== WHAT THE TASK ASKS ==
Extract, word for word, the lines below, beginning with the first of them and continuing through the line that contains "xmin=0 ymin=161 xmax=163 ymax=390". Leave the pictures out of your answer.

★ ★ ★

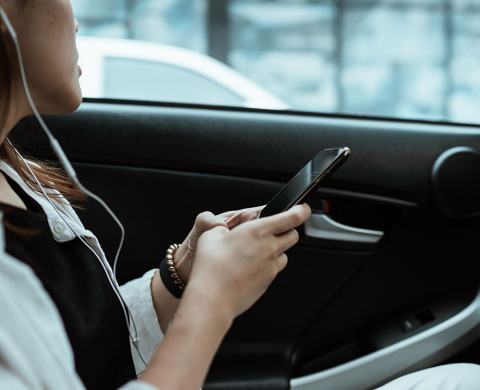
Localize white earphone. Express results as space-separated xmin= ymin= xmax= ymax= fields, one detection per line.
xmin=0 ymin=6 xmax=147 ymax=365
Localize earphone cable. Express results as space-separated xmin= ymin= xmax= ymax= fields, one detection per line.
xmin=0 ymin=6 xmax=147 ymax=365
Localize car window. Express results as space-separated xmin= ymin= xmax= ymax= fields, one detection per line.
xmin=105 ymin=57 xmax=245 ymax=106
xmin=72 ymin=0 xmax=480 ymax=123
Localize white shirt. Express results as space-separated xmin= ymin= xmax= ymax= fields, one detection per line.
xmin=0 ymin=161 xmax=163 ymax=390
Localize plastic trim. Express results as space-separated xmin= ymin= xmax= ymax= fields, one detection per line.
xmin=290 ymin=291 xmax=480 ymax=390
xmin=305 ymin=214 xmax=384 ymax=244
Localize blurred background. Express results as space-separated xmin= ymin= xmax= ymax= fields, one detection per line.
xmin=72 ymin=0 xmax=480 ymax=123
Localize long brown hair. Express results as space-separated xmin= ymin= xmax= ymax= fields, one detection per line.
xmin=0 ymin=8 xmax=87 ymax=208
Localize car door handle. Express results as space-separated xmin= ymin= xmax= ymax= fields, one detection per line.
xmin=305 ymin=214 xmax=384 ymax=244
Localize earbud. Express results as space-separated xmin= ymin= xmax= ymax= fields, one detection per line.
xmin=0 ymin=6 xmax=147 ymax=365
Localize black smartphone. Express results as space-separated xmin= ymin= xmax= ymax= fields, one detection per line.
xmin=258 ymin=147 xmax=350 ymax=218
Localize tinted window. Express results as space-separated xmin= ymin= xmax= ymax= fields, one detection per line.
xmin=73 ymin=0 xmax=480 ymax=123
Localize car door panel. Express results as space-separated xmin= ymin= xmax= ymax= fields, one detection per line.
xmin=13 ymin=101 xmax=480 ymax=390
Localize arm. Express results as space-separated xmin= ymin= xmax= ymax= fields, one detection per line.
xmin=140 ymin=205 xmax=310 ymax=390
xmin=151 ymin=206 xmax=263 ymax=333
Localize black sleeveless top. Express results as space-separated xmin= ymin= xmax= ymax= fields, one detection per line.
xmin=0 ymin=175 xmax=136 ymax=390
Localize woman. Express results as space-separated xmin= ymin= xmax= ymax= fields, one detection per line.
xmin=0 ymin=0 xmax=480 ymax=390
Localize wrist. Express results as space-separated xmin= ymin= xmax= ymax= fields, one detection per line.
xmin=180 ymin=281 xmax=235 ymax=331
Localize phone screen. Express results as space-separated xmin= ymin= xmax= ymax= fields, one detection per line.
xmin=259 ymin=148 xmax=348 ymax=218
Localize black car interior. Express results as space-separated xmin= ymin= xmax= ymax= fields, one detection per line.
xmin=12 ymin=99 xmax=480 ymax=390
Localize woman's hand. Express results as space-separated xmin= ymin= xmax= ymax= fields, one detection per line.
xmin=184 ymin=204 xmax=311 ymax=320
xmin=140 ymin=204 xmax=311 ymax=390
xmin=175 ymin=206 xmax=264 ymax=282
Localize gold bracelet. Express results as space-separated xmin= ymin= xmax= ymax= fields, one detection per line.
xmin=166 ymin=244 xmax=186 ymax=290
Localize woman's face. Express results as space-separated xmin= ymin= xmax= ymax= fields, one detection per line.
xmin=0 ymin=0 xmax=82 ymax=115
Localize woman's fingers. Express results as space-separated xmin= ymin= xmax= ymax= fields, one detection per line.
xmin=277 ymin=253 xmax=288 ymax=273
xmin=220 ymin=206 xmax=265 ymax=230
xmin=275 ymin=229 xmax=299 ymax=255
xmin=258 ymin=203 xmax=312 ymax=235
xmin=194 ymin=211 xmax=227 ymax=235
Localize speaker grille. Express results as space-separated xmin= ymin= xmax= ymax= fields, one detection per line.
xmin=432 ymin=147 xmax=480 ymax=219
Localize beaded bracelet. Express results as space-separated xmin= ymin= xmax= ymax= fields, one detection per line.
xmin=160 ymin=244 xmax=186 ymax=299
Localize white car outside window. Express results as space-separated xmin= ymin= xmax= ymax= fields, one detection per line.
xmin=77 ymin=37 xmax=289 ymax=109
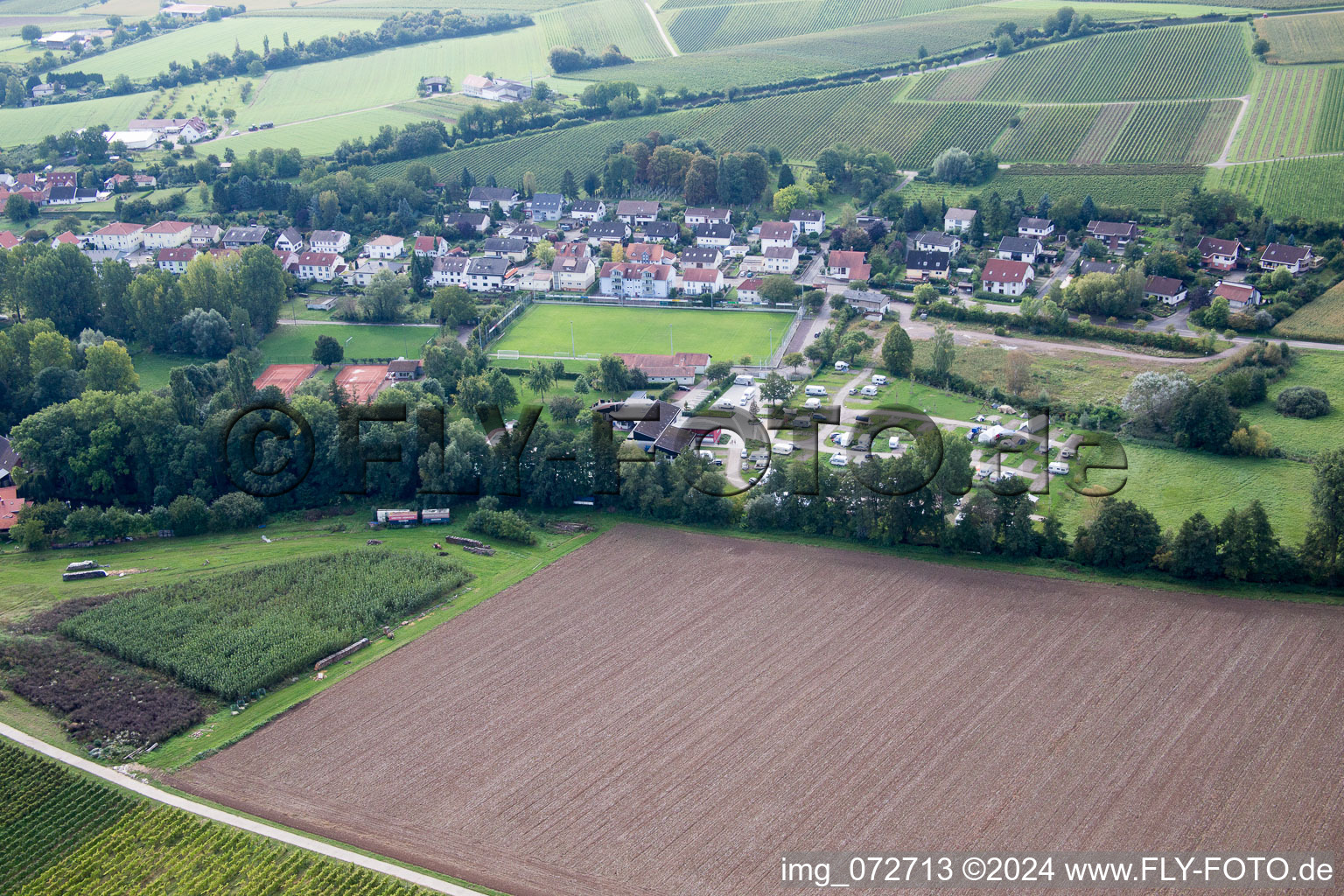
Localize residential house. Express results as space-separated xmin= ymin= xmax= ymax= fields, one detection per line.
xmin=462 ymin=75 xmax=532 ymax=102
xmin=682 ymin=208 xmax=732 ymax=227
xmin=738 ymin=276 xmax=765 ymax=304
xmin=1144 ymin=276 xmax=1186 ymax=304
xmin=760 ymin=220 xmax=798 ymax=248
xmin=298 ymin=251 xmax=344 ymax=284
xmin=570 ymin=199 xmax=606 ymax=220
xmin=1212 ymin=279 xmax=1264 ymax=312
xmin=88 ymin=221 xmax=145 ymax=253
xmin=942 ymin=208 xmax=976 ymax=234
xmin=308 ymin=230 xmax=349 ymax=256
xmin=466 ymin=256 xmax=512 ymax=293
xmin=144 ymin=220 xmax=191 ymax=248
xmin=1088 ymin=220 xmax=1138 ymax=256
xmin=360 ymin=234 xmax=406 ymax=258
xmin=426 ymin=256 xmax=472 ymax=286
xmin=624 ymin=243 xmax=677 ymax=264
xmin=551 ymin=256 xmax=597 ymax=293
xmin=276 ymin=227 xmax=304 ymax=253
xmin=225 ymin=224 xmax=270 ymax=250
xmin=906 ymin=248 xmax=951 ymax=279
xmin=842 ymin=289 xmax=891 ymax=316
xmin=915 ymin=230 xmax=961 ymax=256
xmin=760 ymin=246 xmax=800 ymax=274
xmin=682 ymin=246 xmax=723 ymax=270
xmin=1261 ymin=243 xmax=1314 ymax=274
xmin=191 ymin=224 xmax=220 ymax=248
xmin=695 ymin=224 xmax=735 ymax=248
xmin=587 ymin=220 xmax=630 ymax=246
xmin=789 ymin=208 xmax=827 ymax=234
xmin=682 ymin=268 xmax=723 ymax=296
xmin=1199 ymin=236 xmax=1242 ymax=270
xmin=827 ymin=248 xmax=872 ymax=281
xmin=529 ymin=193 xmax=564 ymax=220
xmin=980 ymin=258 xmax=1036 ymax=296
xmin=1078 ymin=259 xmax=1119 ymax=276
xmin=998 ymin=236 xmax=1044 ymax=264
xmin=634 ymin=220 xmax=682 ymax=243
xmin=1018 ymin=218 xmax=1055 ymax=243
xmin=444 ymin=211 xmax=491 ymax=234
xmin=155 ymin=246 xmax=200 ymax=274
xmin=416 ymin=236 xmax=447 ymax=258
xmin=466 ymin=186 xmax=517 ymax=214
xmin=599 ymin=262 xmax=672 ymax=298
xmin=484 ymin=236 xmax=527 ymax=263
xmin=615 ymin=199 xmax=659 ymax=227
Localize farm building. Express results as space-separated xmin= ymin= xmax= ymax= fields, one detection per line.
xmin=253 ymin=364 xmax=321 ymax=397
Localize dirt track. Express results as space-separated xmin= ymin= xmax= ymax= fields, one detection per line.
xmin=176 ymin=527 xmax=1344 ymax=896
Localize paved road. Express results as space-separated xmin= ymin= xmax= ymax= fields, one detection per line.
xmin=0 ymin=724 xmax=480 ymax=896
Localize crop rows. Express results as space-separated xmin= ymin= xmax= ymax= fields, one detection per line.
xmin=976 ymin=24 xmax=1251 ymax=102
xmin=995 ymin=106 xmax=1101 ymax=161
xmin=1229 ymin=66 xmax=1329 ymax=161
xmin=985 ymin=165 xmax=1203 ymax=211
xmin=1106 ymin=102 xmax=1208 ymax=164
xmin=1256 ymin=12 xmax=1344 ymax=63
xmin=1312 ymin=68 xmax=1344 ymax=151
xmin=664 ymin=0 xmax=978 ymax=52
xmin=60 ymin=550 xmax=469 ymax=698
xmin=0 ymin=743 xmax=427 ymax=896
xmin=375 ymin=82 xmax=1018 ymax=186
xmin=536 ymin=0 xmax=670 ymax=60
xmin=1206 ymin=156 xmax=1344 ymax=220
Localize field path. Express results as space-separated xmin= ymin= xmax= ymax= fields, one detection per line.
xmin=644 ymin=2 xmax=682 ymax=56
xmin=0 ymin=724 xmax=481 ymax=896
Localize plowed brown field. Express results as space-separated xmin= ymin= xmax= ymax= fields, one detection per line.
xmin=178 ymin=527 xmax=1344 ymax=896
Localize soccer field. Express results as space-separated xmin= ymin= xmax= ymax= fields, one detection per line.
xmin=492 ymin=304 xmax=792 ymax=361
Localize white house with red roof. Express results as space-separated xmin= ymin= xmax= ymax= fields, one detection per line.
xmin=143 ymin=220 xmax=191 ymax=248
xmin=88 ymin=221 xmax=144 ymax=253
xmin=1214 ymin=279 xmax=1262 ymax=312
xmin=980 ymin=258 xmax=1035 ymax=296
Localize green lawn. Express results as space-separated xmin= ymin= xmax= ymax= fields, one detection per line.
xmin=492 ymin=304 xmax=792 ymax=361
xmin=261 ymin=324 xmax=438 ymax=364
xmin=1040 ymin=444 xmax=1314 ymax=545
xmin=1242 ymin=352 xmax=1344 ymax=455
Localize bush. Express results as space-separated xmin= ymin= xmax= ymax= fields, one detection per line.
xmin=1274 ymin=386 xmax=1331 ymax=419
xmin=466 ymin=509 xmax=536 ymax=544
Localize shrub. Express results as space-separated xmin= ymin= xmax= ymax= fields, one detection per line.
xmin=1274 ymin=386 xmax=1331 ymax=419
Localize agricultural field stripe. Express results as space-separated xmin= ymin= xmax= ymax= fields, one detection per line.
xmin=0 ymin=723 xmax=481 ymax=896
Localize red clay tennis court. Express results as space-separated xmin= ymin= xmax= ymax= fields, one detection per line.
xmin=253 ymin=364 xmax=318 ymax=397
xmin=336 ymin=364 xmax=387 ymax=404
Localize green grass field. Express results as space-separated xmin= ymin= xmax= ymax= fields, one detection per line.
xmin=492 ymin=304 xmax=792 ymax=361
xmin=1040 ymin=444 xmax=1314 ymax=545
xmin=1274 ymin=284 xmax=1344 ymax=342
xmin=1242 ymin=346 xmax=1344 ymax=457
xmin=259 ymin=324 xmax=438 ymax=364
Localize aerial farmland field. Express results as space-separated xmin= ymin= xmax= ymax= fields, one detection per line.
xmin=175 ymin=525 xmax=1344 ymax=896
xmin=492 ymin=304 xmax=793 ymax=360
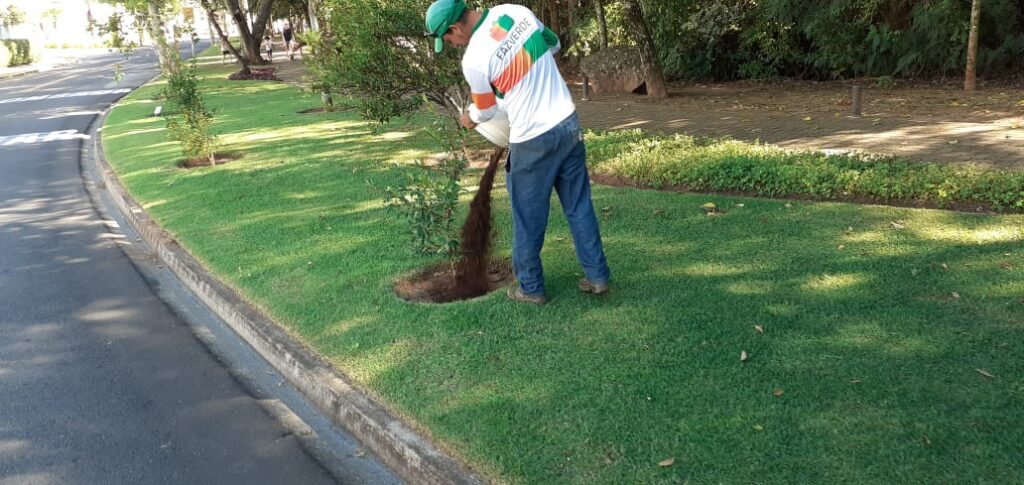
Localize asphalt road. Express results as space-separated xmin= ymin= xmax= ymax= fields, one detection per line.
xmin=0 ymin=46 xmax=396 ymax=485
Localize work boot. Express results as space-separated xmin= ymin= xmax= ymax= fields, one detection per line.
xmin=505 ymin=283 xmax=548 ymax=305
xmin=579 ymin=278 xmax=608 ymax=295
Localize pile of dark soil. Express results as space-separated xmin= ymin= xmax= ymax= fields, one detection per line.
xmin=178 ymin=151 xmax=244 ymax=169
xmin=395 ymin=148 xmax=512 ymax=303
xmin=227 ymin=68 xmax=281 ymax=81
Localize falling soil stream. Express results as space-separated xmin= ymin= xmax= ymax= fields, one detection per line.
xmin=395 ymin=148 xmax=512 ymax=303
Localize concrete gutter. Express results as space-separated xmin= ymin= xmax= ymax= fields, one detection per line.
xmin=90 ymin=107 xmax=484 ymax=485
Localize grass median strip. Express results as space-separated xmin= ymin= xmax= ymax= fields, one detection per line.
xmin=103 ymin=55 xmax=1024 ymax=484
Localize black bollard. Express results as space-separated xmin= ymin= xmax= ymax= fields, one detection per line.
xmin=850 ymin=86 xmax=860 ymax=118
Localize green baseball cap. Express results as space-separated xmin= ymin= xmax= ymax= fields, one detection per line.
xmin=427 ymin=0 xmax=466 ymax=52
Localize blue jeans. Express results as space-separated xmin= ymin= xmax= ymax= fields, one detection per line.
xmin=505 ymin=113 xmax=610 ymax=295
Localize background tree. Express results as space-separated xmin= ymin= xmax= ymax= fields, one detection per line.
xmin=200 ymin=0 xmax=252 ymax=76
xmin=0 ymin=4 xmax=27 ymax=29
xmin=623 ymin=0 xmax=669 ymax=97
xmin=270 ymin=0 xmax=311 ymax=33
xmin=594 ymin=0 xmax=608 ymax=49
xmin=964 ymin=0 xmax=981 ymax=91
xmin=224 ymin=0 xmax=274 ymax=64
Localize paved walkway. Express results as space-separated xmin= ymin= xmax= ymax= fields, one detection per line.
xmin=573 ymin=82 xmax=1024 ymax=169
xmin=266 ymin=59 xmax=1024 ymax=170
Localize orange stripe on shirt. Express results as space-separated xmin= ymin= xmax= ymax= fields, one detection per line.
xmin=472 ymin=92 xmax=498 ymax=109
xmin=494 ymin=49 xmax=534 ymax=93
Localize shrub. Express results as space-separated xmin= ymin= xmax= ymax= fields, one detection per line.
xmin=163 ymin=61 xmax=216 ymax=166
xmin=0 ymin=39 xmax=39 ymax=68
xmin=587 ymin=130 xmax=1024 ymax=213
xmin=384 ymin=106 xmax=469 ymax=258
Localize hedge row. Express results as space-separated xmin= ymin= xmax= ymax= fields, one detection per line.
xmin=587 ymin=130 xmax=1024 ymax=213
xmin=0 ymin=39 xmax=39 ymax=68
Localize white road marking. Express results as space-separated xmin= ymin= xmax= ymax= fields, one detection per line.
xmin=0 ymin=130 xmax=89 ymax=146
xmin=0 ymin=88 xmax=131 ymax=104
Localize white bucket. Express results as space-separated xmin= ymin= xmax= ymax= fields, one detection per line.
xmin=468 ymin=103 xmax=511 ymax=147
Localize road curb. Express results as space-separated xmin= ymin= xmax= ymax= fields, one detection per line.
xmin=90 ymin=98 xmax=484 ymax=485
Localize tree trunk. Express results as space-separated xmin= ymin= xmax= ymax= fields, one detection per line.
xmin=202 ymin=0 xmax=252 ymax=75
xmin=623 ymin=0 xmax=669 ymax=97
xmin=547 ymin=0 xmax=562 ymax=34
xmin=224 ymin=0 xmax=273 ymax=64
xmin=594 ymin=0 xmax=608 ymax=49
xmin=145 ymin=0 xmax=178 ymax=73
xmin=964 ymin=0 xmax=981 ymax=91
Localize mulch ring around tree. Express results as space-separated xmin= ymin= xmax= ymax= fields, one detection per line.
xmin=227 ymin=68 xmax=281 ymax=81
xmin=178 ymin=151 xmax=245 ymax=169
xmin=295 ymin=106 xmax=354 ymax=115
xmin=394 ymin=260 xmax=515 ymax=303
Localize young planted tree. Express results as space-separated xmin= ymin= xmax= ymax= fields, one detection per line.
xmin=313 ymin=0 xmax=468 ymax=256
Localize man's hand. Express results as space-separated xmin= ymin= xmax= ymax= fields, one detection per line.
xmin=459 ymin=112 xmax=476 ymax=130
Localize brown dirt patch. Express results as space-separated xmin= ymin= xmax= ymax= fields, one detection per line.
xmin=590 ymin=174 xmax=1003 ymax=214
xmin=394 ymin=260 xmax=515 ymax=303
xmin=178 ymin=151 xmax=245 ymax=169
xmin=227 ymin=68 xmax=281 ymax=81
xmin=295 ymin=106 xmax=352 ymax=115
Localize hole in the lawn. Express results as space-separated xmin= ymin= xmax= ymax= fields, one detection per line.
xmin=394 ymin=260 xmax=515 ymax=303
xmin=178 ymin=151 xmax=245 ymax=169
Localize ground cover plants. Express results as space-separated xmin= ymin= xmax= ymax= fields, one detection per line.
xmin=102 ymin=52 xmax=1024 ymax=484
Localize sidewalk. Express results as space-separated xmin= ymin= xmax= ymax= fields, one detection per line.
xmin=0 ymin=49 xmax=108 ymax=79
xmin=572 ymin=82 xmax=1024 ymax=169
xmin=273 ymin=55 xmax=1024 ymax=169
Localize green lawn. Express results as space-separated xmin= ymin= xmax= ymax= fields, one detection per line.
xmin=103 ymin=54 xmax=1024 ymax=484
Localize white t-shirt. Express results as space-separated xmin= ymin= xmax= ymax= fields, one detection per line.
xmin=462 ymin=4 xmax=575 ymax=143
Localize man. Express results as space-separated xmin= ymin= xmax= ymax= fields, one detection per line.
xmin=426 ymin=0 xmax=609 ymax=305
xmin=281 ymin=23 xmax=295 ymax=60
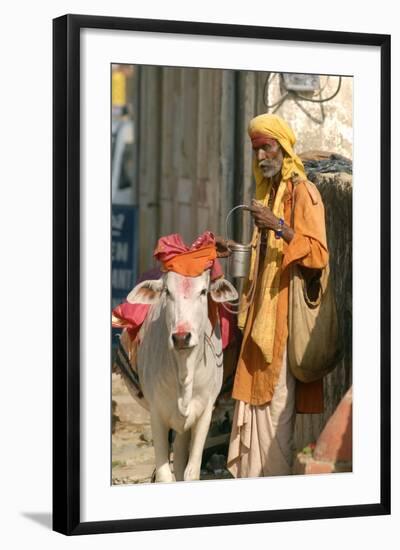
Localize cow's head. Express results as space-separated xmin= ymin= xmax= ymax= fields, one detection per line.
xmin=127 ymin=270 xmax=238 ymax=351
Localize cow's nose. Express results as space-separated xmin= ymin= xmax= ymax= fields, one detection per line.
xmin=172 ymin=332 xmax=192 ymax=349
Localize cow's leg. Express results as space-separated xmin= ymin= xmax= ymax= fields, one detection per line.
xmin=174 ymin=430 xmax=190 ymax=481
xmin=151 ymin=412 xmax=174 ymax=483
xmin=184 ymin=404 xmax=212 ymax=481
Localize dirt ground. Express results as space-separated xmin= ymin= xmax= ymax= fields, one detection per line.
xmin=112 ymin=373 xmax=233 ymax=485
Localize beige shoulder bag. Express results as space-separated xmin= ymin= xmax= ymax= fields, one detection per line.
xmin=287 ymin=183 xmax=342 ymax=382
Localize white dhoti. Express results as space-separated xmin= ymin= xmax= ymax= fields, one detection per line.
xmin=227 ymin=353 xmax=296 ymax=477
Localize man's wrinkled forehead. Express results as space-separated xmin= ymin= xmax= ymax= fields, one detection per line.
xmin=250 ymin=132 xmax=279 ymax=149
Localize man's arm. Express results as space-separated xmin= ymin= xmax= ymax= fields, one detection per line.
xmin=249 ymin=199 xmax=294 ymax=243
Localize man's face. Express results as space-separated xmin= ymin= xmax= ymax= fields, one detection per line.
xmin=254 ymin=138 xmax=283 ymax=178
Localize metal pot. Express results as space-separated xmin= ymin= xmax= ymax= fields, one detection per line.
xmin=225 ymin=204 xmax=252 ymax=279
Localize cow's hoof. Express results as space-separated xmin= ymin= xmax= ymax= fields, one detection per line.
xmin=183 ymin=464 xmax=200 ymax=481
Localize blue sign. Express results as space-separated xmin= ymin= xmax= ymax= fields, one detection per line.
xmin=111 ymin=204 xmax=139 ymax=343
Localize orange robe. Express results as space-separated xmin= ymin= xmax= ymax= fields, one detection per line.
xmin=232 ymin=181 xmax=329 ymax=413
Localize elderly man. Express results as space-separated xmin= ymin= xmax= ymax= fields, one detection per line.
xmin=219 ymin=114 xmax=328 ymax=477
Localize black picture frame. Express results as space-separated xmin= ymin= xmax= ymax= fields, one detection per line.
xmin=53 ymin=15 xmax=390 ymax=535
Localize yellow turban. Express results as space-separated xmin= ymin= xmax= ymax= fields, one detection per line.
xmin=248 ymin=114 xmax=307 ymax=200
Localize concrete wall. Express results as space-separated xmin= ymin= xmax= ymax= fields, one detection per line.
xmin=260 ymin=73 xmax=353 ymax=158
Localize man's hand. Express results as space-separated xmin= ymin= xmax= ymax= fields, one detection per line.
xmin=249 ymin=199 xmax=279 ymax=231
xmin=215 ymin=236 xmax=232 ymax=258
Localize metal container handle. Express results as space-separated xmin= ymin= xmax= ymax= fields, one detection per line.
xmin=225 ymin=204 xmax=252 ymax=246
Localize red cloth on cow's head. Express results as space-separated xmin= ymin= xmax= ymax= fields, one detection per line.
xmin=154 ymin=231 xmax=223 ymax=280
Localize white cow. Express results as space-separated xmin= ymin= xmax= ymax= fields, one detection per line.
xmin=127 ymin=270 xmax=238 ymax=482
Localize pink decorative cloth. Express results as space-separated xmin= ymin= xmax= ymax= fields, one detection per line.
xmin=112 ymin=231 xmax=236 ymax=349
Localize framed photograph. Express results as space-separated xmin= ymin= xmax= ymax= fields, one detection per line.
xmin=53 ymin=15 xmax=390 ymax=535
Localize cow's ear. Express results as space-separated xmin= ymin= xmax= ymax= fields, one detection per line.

★ ★ ★

== WRITTEN ANSWER ==
Localize white earphone. Express results as space-separated xmin= ymin= xmax= ymax= fields, one detection per line.
xmin=0 ymin=6 xmax=147 ymax=365
Localize earphone cable. Express results as space-separated xmin= ymin= xmax= ymax= fields, one detection per line.
xmin=0 ymin=6 xmax=147 ymax=365
Localize car window. Express results as space-separated xmin= ymin= xmax= ymax= fields, one detection per line.
xmin=105 ymin=57 xmax=245 ymax=106
xmin=72 ymin=0 xmax=480 ymax=123
Localize white shirt. Express results as space-separated xmin= ymin= xmax= ymax= fields, one detection per line.
xmin=0 ymin=161 xmax=163 ymax=390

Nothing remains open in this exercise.